GIVEN INSTRUCTION → Rewrite the lines below, starting at the line that contains "Trace the outline of every instance of the scarecrow" and ending at the last line, with every coordinate in the answers multiplied by 2.4 and rounded to a whole number, halves rounded up. Give only those lines, requests included, with nothing else changed.

SUPPLIED MATERIAL →
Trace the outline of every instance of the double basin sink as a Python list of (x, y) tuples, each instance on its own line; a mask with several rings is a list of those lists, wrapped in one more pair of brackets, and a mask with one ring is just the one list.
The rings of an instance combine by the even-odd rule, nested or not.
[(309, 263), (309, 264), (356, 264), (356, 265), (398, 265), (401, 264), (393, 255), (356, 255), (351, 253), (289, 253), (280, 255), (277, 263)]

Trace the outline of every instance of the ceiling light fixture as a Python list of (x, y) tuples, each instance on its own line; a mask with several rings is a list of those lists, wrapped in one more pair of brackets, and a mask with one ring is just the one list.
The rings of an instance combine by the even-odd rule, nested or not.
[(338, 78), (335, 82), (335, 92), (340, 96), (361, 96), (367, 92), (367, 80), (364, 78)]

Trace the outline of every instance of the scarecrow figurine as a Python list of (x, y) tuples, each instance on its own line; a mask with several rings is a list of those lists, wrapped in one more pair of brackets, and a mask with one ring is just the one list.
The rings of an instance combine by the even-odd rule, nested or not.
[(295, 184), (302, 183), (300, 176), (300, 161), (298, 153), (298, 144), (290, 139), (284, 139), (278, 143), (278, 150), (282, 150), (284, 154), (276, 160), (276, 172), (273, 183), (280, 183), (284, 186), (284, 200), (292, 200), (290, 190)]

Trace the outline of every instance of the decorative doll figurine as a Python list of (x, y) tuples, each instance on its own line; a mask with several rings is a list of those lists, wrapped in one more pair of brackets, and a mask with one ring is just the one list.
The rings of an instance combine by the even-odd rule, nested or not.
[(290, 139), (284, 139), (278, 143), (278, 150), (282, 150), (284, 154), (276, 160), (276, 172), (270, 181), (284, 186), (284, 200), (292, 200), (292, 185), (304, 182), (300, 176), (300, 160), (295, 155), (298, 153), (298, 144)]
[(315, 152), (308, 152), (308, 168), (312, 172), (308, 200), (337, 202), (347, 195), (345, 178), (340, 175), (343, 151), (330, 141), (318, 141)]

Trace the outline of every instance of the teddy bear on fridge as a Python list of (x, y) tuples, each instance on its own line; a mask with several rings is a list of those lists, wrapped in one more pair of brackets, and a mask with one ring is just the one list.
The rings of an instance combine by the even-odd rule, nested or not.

COMPLETED TASK →
Trace the outline of every instance of the scarecrow figurine as a Python list of (x, y) tuples, each instance on its own line; a mask with several rings is a list of those lists, wrapped in one more pair of brackets, and a mask with one ring is just the one list.
The rings of an instance combine by the even-odd rule, nested or not.
[(708, 442), (725, 439), (720, 422), (720, 386), (715, 367), (715, 346), (696, 334), (682, 334), (667, 343), (667, 360), (677, 360), (682, 370), (662, 384), (662, 413), (655, 439), (672, 439), (682, 446), (682, 480), (701, 480), (696, 456)]

Trace the outline of every instance of the decorative doll figurine as a Python list of (x, y) tuples, each instance on its own line; a mask with several rings is a list of those lists, wrapped in one more pair of brackets, and a mask with one ring is just the one list.
The rings of an instance combine by the even-odd rule, nested or not.
[(696, 334), (682, 334), (667, 343), (667, 360), (677, 360), (682, 370), (662, 384), (662, 413), (648, 434), (682, 446), (682, 480), (701, 480), (701, 444), (730, 437), (720, 422), (720, 384), (708, 372), (715, 367), (715, 346)]
[(756, 365), (739, 365), (739, 403), (749, 413), (739, 480), (809, 485), (833, 468), (828, 427), (816, 420), (823, 362), (792, 338), (763, 338)]

Trace the outline of every instance of the teddy bear on fridge as a Python list of (x, y) tuples, each instance on its own line; a mask with several rings is a list of those lists, wrapped in one more pair of brackets, and a mask with one ring is just the one list.
The rings of an instance combine by the even-odd rule, nested or not.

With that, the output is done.